#### Material provided ####
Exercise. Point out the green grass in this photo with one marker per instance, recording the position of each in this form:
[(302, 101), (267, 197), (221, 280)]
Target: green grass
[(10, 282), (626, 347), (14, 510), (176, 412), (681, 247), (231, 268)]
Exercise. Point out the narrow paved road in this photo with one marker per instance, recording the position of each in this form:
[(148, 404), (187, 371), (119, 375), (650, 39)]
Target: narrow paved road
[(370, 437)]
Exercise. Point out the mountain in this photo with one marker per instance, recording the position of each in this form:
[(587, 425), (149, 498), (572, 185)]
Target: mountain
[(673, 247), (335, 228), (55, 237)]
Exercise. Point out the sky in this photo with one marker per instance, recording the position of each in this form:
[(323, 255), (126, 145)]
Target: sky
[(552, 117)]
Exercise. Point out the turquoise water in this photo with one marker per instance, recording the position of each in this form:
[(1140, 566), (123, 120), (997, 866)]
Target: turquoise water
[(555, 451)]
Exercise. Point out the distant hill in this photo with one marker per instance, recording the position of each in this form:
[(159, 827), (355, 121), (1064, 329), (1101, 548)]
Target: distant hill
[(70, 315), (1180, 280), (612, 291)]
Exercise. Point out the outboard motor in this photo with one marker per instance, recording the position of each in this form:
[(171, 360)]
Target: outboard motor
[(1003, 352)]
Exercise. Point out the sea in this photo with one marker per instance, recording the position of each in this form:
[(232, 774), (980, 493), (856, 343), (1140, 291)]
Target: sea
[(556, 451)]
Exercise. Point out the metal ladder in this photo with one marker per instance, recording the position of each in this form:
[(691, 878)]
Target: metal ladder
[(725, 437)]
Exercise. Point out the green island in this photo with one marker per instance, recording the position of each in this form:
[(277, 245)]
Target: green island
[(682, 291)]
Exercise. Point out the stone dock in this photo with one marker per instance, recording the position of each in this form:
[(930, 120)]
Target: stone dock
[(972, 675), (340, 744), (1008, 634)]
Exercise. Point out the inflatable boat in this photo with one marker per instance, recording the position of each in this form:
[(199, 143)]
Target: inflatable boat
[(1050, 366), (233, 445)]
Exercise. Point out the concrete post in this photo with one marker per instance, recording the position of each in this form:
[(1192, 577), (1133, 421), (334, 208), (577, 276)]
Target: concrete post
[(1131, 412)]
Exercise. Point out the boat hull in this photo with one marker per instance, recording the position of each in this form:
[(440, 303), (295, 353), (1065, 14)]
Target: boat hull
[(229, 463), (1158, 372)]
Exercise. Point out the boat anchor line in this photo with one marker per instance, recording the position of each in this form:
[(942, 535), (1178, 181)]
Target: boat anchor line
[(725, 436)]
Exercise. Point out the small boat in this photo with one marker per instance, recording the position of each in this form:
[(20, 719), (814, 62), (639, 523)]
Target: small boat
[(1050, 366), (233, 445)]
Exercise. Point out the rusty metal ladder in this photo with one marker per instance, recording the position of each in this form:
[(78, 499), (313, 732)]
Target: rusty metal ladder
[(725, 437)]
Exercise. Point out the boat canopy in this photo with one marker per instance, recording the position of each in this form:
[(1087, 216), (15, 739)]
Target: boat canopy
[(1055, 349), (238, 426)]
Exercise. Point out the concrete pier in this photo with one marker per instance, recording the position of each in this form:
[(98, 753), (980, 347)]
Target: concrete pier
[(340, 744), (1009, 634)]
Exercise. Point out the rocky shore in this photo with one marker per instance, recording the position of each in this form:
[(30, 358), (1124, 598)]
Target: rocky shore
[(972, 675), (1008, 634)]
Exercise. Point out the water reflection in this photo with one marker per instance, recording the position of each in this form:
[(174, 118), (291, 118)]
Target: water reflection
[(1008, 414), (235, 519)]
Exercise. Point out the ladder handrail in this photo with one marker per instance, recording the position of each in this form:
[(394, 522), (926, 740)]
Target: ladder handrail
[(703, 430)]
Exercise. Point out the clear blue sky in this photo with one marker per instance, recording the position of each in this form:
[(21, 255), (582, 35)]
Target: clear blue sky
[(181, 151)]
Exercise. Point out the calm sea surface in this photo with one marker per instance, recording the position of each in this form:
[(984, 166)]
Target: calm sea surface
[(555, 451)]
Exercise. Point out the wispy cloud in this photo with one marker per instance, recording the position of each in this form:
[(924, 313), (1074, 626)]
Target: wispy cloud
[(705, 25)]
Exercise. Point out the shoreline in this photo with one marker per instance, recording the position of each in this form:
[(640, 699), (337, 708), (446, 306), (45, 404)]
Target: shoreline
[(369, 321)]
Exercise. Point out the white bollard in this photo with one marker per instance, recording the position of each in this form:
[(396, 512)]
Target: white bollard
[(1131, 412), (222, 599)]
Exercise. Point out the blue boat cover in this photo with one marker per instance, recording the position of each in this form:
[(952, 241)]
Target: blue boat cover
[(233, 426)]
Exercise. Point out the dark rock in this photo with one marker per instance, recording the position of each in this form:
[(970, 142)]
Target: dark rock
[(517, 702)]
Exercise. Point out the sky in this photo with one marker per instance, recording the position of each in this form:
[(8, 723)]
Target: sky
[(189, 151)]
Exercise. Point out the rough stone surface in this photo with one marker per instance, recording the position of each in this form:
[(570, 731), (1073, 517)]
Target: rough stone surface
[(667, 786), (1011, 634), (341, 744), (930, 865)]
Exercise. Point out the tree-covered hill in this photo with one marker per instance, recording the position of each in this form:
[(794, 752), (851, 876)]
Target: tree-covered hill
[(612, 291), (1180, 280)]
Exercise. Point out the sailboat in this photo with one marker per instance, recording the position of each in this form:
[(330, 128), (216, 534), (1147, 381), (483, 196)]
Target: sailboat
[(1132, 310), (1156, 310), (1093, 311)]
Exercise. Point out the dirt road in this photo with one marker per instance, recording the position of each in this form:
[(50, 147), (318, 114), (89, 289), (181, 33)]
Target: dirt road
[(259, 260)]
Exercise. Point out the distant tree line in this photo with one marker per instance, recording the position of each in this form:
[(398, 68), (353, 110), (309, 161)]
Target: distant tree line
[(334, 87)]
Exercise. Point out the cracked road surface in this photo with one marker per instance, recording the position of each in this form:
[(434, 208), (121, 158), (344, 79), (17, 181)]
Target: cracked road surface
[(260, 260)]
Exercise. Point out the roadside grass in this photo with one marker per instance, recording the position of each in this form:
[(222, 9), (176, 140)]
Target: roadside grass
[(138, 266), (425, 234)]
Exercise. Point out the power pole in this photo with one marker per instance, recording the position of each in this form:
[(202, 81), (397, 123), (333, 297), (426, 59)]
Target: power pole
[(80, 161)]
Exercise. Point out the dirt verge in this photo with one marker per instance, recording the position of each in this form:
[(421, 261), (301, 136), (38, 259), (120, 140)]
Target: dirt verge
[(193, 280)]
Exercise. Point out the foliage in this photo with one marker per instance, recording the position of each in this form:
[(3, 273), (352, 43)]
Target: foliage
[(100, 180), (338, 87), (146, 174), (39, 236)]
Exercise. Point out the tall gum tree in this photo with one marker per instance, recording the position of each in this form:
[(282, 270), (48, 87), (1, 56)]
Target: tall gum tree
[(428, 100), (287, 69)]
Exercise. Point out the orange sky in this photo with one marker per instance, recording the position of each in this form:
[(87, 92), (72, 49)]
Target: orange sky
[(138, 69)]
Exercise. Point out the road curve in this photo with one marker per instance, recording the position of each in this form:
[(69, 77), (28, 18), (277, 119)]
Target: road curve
####
▸ Exercise task
Recast all of the material above as a Markdown table with two columns, Row and Line. Put each line in its own row with a sequential number, and leave out any blank lines.

▸ Output below
| Row | Line |
|---|---|
| 1 | Exercise. Point out the green grass in this photo with one marker per instance, recording the position of each in this form: |
| 2 | [(302, 101), (267, 197), (221, 280)] |
| 3 | Target: green grass |
| 4 | [(10, 282), (626, 347), (14, 510), (176, 412), (681, 247), (231, 268)] |
| 5 | Exercise. Point out the narrow paved road in this photo with one marker per instance, recording the position of each in this form: |
| 6 | [(148, 404), (187, 371), (119, 375), (650, 39)] |
| 7 | Target: narrow paved road |
| 8 | [(370, 437)] |
| 9 | Exercise. Point out the mountain in this photo with one marker per instance, recording the position of each in this form: |
| 10 | [(587, 425), (149, 498), (572, 185)] |
| 11 | Target: mountain |
| 12 | [(673, 247), (335, 228), (55, 237)] |
| 13 | Exercise. Point out the sky in this photo with one marker per instance, recording the position of each in this form: |
| 14 | [(323, 255), (126, 145)] |
| 15 | Target: sky |
| 16 | [(552, 117)] |
| 17 | Exercise. Point out the turquoise water in this photo with one marker per instance, recording the position of each in this form: |
| 18 | [(1140, 566), (123, 120), (997, 866)] |
| 19 | Target: turquoise water |
| 20 | [(555, 451)] |
| 21 | Exercise. Point out the distant hill in this photo with one marker per instance, recording the position of each in this form: |
| 22 | [(159, 827), (355, 121), (1064, 329), (1101, 548)] |
| 23 | Target: distant hill |
| 24 | [(70, 315), (1180, 280), (612, 291)] |
| 25 | Exercise. Point out the outboard motor in this photo with one marker per instance, recording the position of each in this form: |
| 26 | [(171, 360)] |
| 27 | Target: outboard motor |
| 28 | [(1003, 352)] |
| 29 | Exercise. Point out the sea in this photo with one marker per instance, recording the position of each in this form: |
| 30 | [(232, 774), (980, 493), (856, 343), (1140, 291)] |
| 31 | Target: sea |
| 32 | [(556, 451)] |
| 33 | Exercise. Point out the metal ladder in this photo with one marker per instance, recording the position of each in this form: |
| 34 | [(691, 878)] |
| 35 | Target: metal ladder |
| 36 | [(725, 437)] |
| 37 | Exercise. Point out the green island in this photo with one marker per instance, recording the position of each in this form: |
| 38 | [(277, 245)] |
| 39 | Target: green island |
| 40 | [(682, 291)] |
| 41 | Exercise. Point out the stone dock in this photo with one marker per instance, recording the position of each in this form: |
| 42 | [(930, 120)] |
| 43 | Target: stone dock |
| 44 | [(972, 675), (340, 744), (1008, 634)] |
| 45 | Exercise. Point out the inflatable boat in this photo with one marker per instance, recording the position of each in this form: |
| 46 | [(199, 143)] |
| 47 | Target: inflatable boat |
| 48 | [(1050, 366), (233, 445)] |
| 49 | Exercise. Point out the concrete post in this photo with one marker per instance, recording the position of each in this form: |
| 50 | [(1192, 577), (1133, 421), (334, 208), (577, 276)] |
| 51 | Target: concrete post |
| 52 | [(1131, 412)] |
| 53 | Exercise. Point out the boat hull in this photo with one marker per instance, recording the position of each in this form: |
| 54 | [(440, 303), (295, 353), (1065, 14)] |
| 55 | Target: boat hull |
| 56 | [(229, 463), (1158, 372)] |
| 57 | Exercise. Point out the boat anchor line in this photo with one marker per instance, recording the position of each in this form: |
| 58 | [(942, 535), (1178, 181)] |
| 59 | Target: boat anchor line |
| 60 | [(725, 436)] |
| 61 | Exercise. Point out the small boat in this photo with one marker per instance, recording the position of each in this form: |
| 62 | [(20, 719), (814, 62), (639, 523)] |
| 63 | Target: small boat |
| 64 | [(1050, 366), (233, 445)] |
| 65 | Exercise. Point out the rusty metal ladder in this photo with one marker per instance, recording the position of each in this form: |
| 66 | [(78, 499), (313, 732)] |
| 67 | Target: rusty metal ladder |
| 68 | [(725, 437)] |
| 69 | Exercise. Point out the boat canopy in this photo with one marker per instance, recording the position of each in this form: |
| 70 | [(1087, 216), (15, 739)] |
| 71 | Target: boat canopy |
| 72 | [(1055, 349), (238, 426)] |
| 73 | Exercise. Point out the concrete pier in this photo with one marker per instance, recording the position of each in this form: |
| 74 | [(98, 753), (980, 347)] |
| 75 | Target: concrete pier |
| 76 | [(340, 744), (1009, 634)] |
| 77 | Exercise. Point out the rocky shore in this photo with one marker per instance, recording the position of each in this form: |
| 78 | [(30, 358), (1124, 598)] |
| 79 | Target: rocky shore |
| 80 | [(972, 675), (1008, 634)] |
| 81 | Exercise. Point out the water reflection in this photo with one marker per instance, recording the position of each in this form: |
| 82 | [(174, 118), (291, 118)] |
| 83 | Target: water reflection |
| 84 | [(1008, 414), (235, 519)] |
| 85 | Exercise. Point out the ladder handrail in this photo with one marker per instance, recording the position of each in this form: |
| 86 | [(394, 522), (926, 740)] |
| 87 | Target: ladder handrail |
| 88 | [(703, 430)] |
| 89 | Exercise. Point out the clear blue sky in this photo with one marker per instance, recording the position of each in this form: |
| 90 | [(21, 255), (582, 35)] |
| 91 | Target: clear blue sky |
| 92 | [(181, 151)] |
| 93 | Exercise. Point out the calm sea surface in this photo with one marker per instance, recording the position of each in this form: |
| 94 | [(984, 166)] |
| 95 | Target: calm sea surface |
| 96 | [(555, 451)] |
| 97 | Exercise. Point out the wispy cloud in this photo with one marker per instance, recording the position of each in this form: |
| 98 | [(924, 313), (1074, 626)] |
| 99 | Target: wispy cloud |
| 100 | [(705, 25)] |
| 101 | Exercise. Point out the shoreline in this photo with one marker per instance, recording the position of each in this form: |
| 102 | [(640, 699), (337, 708), (446, 306), (45, 404)] |
| 103 | Target: shoreline |
| 104 | [(369, 321)] |
| 105 | Exercise. Point out the white bollard in this photo with one marker per instance, recording the position of each in this form: |
| 106 | [(396, 512)] |
| 107 | Target: white bollard |
| 108 | [(1131, 412), (222, 599)] |
| 109 | Exercise. Point out the blue boat cover in this photo with one marker per instance, recording the position of each in this form: |
| 110 | [(952, 241)] |
| 111 | Target: blue boat cover |
| 112 | [(233, 426)] |
| 113 | Exercise. Point out the dark rock in this photo with one marker per instance, recording the position of each in this form: |
| 114 | [(970, 142)] |
| 115 | Target: dark rock |
| 116 | [(517, 702)] |
| 117 | Exercise. Point out the sky in this photo with one marker per instance, recording the position of each in this form: |
| 118 | [(8, 723)] |
| 119 | Target: sky |
| 120 | [(189, 151)] |
| 121 | Exercise. Point out the rough stone surface in this photo with one marker per instance, recording the position of each in this form: |
| 122 | [(570, 731), (1073, 517)] |
| 123 | Target: rough stone surface |
| 124 | [(667, 786), (1011, 634), (341, 744), (930, 865)] |
| 125 | Exercise. Point out the tree-covered hill in this photo with one marker per instance, recording the position of each in this form: |
| 126 | [(794, 752), (851, 876)] |
| 127 | Target: tree-covered hill |
| 128 | [(612, 291), (1180, 280)] |
| 129 | Exercise. Point out the sailboat in this photo with one marker per instance, recording the position of each in this form: |
| 130 | [(330, 128), (216, 534), (1147, 381), (483, 196)] |
| 131 | Target: sailboat |
| 132 | [(1132, 310), (1156, 310), (1093, 311)] |
| 133 | Exercise. Point out the dirt road in this photo with one marker per instance, recording the position of each in this form: |
| 134 | [(50, 147), (318, 114), (89, 289), (181, 33)] |
| 135 | Target: dirt road |
| 136 | [(259, 260)] |
| 137 | Exercise. Point out the distant tree line in this photo with one marker per instance, recording the position of each in this form: |
| 138 | [(398, 68), (353, 110), (309, 161)] |
| 139 | Target: distant tree line |
| 140 | [(334, 87)] |
| 141 | Exercise. Point out the cracked road surface in this photo with one marker per instance, recording the position of each in this form: |
| 142 | [(434, 208), (121, 158), (344, 79), (17, 181)] |
| 143 | Target: cracked road surface |
| 144 | [(260, 260)] |
| 145 | Exercise. Point out the roadside grass in this photo with one marker per instance, recording the position of each in this form: |
| 146 | [(222, 9), (176, 140)] |
| 147 | Target: roadside grass |
| 148 | [(138, 266), (425, 234)] |
| 149 | Exercise. Point out the power pole in this photo with one marker per instance, recording the position of each in this form: |
| 150 | [(202, 81), (397, 123), (333, 297), (426, 59)] |
| 151 | Target: power pole |
| 152 | [(80, 161)] |
| 153 | Exercise. Point out the dirt verge in this photo with one marker per instance, recording the position of each in this form: |
| 154 | [(421, 261), (301, 136), (38, 259), (120, 140)] |
| 155 | Target: dirt verge |
| 156 | [(193, 280)] |
| 157 | Exercise. Point out the foliage in this photo with one marker per instance, recording the position of each in this form: |
| 158 | [(3, 273), (352, 43)] |
| 159 | Target: foliage |
| 160 | [(100, 180), (338, 87), (146, 174), (39, 236)] |
| 161 | Exercise. Point out the tall gum tree in this photo with one marker per instance, recording the position of each in this form: |
| 162 | [(282, 270), (48, 87), (1, 56)] |
| 163 | Target: tall gum tree |
| 164 | [(428, 100), (287, 69)] |
| 165 | Exercise. Point out the orange sky in this photo with one marker per instance, recording the position of each in this form: |
| 166 | [(87, 92), (72, 49)] |
| 167 | Target: orange sky |
| 168 | [(138, 69)] |
| 169 | Exercise. Point out the road curve in this photo with one marker per instance, recording the position of each in this form: |
| 170 | [(69, 77), (28, 18), (277, 119)] |
| 171 | Target: road curve |